◆ What to work on: Show every line in the data below that contains the string "Target", matching case exactly.

◆ Coordinate annotation data:
⁂

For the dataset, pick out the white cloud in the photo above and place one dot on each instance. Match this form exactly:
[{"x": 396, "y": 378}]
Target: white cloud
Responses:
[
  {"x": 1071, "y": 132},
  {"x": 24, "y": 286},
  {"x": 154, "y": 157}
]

⁂

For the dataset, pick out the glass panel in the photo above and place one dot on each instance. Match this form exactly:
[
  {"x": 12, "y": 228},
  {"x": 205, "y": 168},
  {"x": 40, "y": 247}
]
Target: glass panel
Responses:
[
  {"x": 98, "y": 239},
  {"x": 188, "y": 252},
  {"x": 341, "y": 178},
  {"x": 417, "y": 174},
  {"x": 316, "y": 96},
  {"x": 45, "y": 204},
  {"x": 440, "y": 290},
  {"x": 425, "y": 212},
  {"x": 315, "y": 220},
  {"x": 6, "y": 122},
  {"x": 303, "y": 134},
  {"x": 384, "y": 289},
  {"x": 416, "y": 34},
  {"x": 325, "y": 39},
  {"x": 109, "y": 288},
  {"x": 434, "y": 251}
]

⁂

◆ Expected output:
Target: white cloud
Target: glass panel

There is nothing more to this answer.